**What is expected**: Reproduce each of the rows below word for word, line by line.

=====

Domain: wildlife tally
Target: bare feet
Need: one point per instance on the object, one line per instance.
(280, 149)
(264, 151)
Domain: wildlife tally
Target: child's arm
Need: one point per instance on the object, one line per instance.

=====

**Solution for this problem**:
Domain: wildlife tally
Target: bare feet
Need: one point per instance on the object, one line per instance.
(280, 149)
(264, 151)
Domain: wildlife tally
Target: child's arm
Need: one point per instance on the object, one line per instance.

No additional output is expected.